Task objective: Look at the entries below and reproduce them exactly.

─── Material supplied

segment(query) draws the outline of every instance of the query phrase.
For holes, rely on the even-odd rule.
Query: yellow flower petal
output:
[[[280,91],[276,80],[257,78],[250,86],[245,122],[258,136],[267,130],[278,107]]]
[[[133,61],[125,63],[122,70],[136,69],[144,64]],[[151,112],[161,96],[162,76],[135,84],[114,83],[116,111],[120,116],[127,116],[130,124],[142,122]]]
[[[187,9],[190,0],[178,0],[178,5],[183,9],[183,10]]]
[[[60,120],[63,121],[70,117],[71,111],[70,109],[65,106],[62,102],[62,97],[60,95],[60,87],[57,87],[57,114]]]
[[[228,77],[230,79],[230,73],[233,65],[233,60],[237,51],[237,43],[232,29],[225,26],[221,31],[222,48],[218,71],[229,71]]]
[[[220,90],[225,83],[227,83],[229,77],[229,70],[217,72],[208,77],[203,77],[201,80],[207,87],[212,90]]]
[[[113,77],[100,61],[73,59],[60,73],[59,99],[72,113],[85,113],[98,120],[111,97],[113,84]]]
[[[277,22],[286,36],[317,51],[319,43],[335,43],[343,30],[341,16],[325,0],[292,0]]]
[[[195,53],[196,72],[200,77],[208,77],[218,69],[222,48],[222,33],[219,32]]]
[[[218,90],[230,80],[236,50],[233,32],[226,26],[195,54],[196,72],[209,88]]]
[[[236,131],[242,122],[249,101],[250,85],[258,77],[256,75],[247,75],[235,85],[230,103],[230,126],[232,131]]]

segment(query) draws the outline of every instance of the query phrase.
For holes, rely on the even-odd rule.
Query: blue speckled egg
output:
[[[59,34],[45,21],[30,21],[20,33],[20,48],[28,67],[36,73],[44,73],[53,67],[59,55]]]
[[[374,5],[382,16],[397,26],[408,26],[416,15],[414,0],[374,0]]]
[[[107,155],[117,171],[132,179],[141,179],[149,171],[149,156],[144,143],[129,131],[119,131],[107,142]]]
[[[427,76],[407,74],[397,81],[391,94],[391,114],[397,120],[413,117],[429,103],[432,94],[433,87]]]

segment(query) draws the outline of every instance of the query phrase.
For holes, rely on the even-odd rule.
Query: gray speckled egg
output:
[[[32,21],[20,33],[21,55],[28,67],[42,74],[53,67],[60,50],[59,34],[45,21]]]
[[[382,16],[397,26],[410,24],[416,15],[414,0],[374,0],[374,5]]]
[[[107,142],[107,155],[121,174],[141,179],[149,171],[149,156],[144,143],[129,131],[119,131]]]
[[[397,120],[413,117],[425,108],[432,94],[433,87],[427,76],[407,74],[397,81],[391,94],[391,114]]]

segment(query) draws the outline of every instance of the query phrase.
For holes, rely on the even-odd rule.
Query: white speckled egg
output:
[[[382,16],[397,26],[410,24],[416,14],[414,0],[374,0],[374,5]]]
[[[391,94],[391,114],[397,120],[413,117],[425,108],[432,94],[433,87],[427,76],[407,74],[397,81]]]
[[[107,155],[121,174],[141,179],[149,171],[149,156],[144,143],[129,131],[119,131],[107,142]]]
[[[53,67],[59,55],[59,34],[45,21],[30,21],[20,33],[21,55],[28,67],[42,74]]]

──────

Final result:
segment(query) draws the outline of every instance of the query phrase.
For holes, rely on the even-odd rule.
Query: yellow flower petal
output:
[[[280,91],[276,80],[257,78],[250,86],[245,122],[258,136],[267,130],[278,107]]]
[[[133,61],[125,63],[122,70],[136,69],[144,64]],[[151,112],[161,96],[162,76],[135,84],[114,83],[116,111],[120,116],[127,116],[130,124],[142,122]]]
[[[187,9],[190,0],[178,0],[178,5],[183,9],[183,10]]]
[[[60,120],[63,121],[70,117],[71,111],[70,109],[65,106],[62,102],[62,97],[60,95],[60,87],[57,87],[57,114]]]
[[[228,77],[230,79],[230,73],[233,65],[233,60],[237,51],[237,43],[232,29],[225,26],[221,31],[222,48],[218,71],[229,71]]]
[[[220,90],[225,83],[227,83],[229,77],[229,70],[217,72],[208,77],[203,77],[201,80],[207,87],[212,90]]]
[[[113,77],[100,61],[73,59],[60,73],[59,99],[72,113],[85,113],[98,120],[111,97],[113,84]]]
[[[277,22],[286,36],[317,51],[319,43],[335,43],[343,30],[341,16],[325,0],[292,0]]]
[[[195,53],[196,72],[200,77],[208,77],[218,69],[222,48],[222,33],[219,32]]]
[[[218,90],[230,80],[236,50],[233,32],[226,26],[195,54],[196,72],[209,88]]]
[[[236,131],[242,122],[249,101],[250,85],[258,77],[256,75],[247,75],[235,85],[230,103],[230,126],[232,131]]]

segment(query) draws the outline of every instance of the query phrase.
For holes, rely on the even-odd rule.
Query: blue speckled egg
output:
[[[59,34],[45,21],[30,21],[20,33],[20,48],[28,67],[36,73],[44,73],[53,67],[59,55]]]
[[[374,5],[382,16],[397,26],[408,26],[416,15],[414,0],[374,0]]]
[[[107,155],[117,171],[132,179],[141,179],[149,171],[149,156],[144,143],[129,131],[119,131],[107,142]]]
[[[427,76],[407,74],[397,81],[391,94],[391,114],[397,120],[413,117],[429,103],[432,94],[433,87]]]

segment(query) draws the outline of every instance of the query phrase.
For holes, rely on the even-odd rule.
Query: gray speckled egg
output:
[[[32,21],[20,33],[21,55],[28,67],[42,74],[53,67],[60,50],[59,34],[45,21]]]
[[[382,16],[397,26],[410,24],[416,15],[414,0],[374,0],[374,5]]]
[[[107,142],[107,155],[121,174],[141,179],[149,171],[149,156],[144,143],[129,131],[119,131]]]
[[[397,120],[413,117],[425,108],[432,94],[433,87],[427,76],[407,74],[397,81],[391,94],[391,114]]]

segment(query) draws the outline of every instance of the query phrase.
For holes, rely on the even-odd rule.
Query: white speckled egg
output:
[[[382,16],[397,26],[410,24],[416,14],[414,0],[374,0],[374,5]]]
[[[391,94],[391,114],[397,120],[413,117],[425,108],[432,94],[433,87],[427,76],[407,74],[397,81]]]
[[[107,155],[121,174],[141,179],[149,171],[149,156],[144,143],[129,131],[119,131],[107,142]]]
[[[53,67],[59,55],[59,34],[45,21],[30,21],[20,33],[21,55],[28,67],[42,74]]]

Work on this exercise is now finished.